= 読解用抜粋 =
+--

第64回 元気で長生き講座(2017年4月号)

菅沼院長の元気で長生き講座

~二日空きでのDWに対する体重増加率46%で最も生命予後良好です~

 

血液透析をお受けになっている多くの患者様が、透析と透析の間に透析後よりも体重が増加し、透析時に増加した分の除水を行っておられることと存じます。DW(ドライウエイト:透析後目標体重・基準体重・乾燥体重・基礎体重)に対しどのくらい体重が増えたかが毎回本院では透析支援システム内にて自動計算されております体重増加率と生命予後が密接に関係することが報告されております。2009年末のわが国の慢性透析療法の現況では、二日空き(週初め:月曜もしくは火曜)でのDWに対する体重増加率46%で最も生命予後良好であり、3%未満又は7%以上で生命予後不良となっています(図)。それぞれでその理由は異なります。

+--

= 使用データ =

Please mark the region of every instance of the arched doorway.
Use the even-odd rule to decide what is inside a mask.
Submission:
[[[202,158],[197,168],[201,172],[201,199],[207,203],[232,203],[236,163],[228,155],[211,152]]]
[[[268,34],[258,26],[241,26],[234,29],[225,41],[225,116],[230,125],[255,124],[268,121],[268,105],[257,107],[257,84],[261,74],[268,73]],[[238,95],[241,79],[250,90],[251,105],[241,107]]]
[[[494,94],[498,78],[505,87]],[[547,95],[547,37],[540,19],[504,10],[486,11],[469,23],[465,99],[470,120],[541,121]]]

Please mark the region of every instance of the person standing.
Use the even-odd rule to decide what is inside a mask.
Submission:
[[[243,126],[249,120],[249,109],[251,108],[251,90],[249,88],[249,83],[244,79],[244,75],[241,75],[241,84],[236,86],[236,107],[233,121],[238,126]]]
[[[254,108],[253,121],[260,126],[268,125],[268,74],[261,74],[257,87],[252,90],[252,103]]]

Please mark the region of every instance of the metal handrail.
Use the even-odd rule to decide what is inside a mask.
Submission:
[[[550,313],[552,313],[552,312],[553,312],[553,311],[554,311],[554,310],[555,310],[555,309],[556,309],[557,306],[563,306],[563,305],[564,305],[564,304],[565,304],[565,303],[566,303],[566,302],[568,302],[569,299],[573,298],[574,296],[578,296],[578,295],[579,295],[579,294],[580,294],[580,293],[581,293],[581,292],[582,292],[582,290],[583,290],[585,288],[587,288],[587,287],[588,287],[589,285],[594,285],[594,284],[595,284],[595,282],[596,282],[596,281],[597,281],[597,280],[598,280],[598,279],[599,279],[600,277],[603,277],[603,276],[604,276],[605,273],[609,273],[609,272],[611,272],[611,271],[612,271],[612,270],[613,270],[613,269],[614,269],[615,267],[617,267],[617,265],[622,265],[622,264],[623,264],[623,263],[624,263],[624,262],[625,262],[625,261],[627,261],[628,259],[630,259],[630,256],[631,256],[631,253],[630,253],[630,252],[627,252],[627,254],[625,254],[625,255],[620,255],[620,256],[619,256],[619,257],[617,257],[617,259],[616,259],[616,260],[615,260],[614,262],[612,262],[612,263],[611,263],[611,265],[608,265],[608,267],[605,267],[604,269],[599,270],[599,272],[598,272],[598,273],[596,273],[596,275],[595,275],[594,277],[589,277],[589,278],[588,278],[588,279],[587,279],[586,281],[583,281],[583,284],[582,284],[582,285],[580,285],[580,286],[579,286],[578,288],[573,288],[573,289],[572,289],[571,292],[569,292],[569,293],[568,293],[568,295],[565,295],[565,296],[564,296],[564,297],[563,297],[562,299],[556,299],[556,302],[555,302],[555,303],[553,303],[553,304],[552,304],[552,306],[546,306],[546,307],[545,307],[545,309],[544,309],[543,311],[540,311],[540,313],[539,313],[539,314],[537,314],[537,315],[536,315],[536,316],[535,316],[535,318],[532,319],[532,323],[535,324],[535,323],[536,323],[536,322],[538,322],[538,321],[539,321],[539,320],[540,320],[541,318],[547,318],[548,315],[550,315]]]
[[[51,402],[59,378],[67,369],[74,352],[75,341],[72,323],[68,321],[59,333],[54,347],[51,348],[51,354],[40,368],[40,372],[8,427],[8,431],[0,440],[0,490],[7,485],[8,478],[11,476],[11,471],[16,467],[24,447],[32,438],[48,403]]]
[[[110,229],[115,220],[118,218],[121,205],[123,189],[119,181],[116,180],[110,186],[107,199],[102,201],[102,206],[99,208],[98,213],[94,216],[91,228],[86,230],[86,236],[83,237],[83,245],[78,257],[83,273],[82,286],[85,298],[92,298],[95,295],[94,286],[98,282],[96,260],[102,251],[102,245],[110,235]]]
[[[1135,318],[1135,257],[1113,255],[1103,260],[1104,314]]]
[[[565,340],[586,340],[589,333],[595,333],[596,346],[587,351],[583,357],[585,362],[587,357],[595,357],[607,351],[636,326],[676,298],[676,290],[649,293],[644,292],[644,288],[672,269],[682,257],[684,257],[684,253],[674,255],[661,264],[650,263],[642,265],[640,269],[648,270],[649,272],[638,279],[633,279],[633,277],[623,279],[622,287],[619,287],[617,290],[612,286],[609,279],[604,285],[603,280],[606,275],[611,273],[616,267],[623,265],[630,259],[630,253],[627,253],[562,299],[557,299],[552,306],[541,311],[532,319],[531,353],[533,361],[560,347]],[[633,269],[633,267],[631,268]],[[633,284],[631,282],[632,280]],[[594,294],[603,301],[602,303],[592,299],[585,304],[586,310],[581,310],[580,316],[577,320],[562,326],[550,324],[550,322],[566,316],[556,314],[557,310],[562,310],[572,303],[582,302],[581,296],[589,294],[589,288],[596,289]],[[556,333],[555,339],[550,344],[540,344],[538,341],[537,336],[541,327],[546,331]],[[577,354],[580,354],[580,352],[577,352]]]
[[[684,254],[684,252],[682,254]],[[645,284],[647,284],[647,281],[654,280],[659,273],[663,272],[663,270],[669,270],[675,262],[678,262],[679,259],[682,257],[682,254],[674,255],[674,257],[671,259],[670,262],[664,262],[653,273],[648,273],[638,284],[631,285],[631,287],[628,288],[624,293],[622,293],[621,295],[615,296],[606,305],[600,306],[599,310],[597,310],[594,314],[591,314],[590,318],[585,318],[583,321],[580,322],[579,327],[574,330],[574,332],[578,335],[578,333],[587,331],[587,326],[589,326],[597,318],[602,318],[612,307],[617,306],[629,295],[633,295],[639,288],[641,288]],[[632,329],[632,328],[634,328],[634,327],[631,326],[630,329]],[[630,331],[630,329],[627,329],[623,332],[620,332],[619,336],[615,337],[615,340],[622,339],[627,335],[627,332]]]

+--

= 問題の指示 =
1. 透析の体重増加率についての本文によると、本院ではDWに対する体重増加率はどこで自動計算されていますか。
2. 透析の体重増加率についての本文の続きを、最後の文の後から書きなさい。

= 解答例 =
1. 透析支援システム内で自動計算されています。

2.
7%以上と体重増加が多いと心臓や血管に負担がかかり、心臓の筋肉が厚くなってしまういわゆる左室肥大をきたし、高血圧、心房細動等の不整脈やうっ血性心不全、動脈硬化症の原因となり、虚血性心疾患(狭心症・心筋梗塞)、脳卒中(脳梗塞・脳出血)や末梢動脈疾患(慢性閉塞性動脈硬化症)といったいわゆる心血管病を引き起こし、命にかかわることが考えられます。また、透析間体重増加が多い方は透析時の除水量が多くなってしまうため、透析中の下肢つり、血圧低下(透析低血圧)や透析後の疲労感を来たしやすくなります。透析中の血圧も生命予後との関連が報告されており、透析低血圧を防ぐ最も良い方法は透析時間もしくは回数の増加です。透析間体重増加の主な原因は塩分と水分の過剰な摂取が言われており、体重が増加しすぎないよう塩分と水分は控えて頂く必要があります。

 

一方、3%未満の方は食事量が不十分であることが要因として考えられます。しっかり食べて栄養不足にならないよう務めましょう。栄養状態の良い方、筋肉量や透析量の多い方の生命予後良好が報告されておりますので、本院の勧めている「しっかり食べて動いてしっかり透析」を引き続き基本にしましょう!

 

以上より、日々の体重を是非意識して頂ければ幸いです。